(Labeled area outline items)
** Begin **

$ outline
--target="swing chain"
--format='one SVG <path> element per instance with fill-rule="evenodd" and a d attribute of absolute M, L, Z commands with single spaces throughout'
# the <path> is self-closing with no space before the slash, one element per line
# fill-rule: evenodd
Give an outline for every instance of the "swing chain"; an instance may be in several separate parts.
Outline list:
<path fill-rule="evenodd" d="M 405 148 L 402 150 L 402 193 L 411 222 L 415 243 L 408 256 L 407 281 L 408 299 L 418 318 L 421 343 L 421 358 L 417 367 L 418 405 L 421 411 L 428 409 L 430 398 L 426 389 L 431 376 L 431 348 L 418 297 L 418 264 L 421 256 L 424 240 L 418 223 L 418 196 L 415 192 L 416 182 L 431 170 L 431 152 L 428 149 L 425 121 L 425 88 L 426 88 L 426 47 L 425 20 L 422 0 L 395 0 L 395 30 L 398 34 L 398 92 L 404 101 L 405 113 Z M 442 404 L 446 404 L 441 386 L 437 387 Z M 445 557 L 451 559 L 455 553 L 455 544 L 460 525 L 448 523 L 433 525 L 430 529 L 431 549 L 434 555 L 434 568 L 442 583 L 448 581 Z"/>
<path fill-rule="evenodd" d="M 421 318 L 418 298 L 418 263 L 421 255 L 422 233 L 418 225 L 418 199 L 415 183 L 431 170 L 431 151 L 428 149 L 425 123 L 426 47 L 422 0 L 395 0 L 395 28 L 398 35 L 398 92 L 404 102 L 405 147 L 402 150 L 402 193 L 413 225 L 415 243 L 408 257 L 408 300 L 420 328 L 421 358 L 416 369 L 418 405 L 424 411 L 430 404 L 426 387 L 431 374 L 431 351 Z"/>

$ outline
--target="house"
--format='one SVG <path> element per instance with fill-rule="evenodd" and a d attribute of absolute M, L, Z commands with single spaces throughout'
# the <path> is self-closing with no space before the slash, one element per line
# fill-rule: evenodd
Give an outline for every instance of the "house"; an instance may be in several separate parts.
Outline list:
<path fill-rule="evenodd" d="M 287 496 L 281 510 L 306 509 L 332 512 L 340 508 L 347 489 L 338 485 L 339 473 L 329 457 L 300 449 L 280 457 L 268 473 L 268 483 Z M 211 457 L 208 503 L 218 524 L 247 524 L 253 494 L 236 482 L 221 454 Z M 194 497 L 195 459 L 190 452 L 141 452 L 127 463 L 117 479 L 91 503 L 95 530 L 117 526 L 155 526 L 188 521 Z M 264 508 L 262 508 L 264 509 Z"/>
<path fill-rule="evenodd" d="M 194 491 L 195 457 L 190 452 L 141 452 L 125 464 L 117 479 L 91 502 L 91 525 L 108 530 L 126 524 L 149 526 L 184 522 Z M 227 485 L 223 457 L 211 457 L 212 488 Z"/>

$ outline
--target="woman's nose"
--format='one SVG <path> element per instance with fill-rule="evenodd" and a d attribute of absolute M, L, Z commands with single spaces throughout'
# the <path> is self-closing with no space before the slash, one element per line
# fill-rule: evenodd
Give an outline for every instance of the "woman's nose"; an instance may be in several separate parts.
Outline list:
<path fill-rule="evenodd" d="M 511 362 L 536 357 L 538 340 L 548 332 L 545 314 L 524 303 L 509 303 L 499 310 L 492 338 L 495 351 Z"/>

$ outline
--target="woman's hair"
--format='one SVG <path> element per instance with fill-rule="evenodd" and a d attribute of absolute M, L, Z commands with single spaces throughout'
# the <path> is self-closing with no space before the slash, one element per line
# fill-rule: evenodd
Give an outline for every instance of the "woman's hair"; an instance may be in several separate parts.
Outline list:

** End **

■ **What is being asked**:
Copy every line of the items above that contains the string "swing", matching its case exactly.

■ **Answer to the exercise**:
--target="swing chain"
Give an outline for every instance of the "swing chain"; an instance may be in several separate parts.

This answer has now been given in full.